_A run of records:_
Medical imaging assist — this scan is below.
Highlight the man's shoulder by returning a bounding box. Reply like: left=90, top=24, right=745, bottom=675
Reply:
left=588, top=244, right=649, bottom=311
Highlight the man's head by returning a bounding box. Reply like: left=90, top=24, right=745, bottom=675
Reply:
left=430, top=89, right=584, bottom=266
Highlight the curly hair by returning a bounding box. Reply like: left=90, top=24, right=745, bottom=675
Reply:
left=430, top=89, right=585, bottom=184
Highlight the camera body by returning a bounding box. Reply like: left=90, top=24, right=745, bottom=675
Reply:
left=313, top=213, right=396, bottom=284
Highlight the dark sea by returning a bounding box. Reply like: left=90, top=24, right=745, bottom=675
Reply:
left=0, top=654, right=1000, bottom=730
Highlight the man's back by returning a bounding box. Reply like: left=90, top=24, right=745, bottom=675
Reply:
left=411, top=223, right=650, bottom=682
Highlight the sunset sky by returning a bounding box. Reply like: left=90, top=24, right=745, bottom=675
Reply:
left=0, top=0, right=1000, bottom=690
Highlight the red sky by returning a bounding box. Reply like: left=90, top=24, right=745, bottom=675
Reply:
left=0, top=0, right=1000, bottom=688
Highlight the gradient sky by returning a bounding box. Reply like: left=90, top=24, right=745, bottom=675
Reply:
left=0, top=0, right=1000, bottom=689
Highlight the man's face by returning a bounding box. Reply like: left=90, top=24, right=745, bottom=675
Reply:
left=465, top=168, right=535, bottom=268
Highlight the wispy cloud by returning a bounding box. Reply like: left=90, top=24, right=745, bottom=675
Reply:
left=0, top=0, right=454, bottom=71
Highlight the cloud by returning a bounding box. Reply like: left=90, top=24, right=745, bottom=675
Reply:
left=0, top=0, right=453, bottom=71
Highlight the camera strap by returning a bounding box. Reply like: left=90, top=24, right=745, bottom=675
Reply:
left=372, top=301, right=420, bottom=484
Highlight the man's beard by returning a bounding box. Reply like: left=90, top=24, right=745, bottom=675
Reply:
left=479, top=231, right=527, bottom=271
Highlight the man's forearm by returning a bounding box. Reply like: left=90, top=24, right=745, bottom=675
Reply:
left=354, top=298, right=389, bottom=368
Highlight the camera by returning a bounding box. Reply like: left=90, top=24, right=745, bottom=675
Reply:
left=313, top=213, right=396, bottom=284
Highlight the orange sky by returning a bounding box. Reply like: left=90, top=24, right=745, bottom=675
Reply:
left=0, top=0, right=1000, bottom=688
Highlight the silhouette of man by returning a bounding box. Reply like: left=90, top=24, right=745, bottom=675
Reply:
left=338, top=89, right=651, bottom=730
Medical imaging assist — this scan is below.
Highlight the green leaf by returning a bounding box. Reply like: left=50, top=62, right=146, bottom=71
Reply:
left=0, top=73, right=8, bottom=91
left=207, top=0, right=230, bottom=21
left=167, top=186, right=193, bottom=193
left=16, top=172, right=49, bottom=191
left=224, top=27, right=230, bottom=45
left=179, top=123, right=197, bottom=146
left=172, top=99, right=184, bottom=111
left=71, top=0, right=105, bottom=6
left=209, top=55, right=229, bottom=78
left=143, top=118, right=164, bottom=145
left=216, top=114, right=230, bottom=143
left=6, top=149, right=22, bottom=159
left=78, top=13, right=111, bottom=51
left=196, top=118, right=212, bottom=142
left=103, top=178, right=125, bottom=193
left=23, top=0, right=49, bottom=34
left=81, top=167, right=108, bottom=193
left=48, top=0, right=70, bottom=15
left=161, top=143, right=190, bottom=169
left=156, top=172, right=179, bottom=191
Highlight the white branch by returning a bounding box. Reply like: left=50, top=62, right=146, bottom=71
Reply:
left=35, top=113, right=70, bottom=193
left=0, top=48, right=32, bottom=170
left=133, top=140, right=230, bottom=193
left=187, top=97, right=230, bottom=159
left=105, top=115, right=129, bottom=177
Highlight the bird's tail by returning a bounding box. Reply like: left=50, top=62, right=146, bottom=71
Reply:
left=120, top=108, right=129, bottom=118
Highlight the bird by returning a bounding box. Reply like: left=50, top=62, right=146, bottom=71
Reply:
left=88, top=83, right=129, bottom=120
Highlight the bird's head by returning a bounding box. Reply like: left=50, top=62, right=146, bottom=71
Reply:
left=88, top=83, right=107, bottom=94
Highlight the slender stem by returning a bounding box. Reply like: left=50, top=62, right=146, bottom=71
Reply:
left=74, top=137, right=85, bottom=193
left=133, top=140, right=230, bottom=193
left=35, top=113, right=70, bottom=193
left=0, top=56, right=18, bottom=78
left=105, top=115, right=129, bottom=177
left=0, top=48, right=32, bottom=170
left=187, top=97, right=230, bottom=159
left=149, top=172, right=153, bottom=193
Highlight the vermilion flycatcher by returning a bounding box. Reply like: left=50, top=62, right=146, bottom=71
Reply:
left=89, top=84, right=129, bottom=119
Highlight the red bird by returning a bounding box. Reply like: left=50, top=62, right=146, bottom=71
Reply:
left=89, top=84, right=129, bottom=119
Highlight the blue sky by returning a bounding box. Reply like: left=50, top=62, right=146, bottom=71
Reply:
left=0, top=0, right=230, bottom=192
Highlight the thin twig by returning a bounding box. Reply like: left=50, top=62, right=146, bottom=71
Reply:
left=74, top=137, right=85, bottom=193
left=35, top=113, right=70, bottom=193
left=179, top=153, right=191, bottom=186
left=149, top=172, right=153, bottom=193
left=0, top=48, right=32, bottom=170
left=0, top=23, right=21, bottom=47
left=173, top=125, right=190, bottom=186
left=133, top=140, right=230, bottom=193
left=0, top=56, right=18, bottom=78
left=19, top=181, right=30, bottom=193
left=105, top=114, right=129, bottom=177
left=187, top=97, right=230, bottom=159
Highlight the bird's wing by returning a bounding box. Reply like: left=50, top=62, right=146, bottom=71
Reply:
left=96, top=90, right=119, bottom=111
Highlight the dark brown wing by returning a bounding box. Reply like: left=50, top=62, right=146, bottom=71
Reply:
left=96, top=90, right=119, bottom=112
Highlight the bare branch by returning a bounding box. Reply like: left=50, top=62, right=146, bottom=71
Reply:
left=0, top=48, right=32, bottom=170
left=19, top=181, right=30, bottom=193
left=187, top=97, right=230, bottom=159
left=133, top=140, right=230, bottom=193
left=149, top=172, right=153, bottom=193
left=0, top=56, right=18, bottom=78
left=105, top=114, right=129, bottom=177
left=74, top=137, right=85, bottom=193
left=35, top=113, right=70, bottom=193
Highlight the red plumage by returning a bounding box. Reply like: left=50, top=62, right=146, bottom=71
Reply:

_What you need to do:_
Pick out every line of the data above that contains the string "wing", matching case exactly.

_Result below:_
Highlight the bird's wing by returning a bounding box. Reply like: left=50, top=62, right=146, bottom=71
Highlight the dark brown wing by returning a bounding box. Reply like: left=50, top=62, right=146, bottom=71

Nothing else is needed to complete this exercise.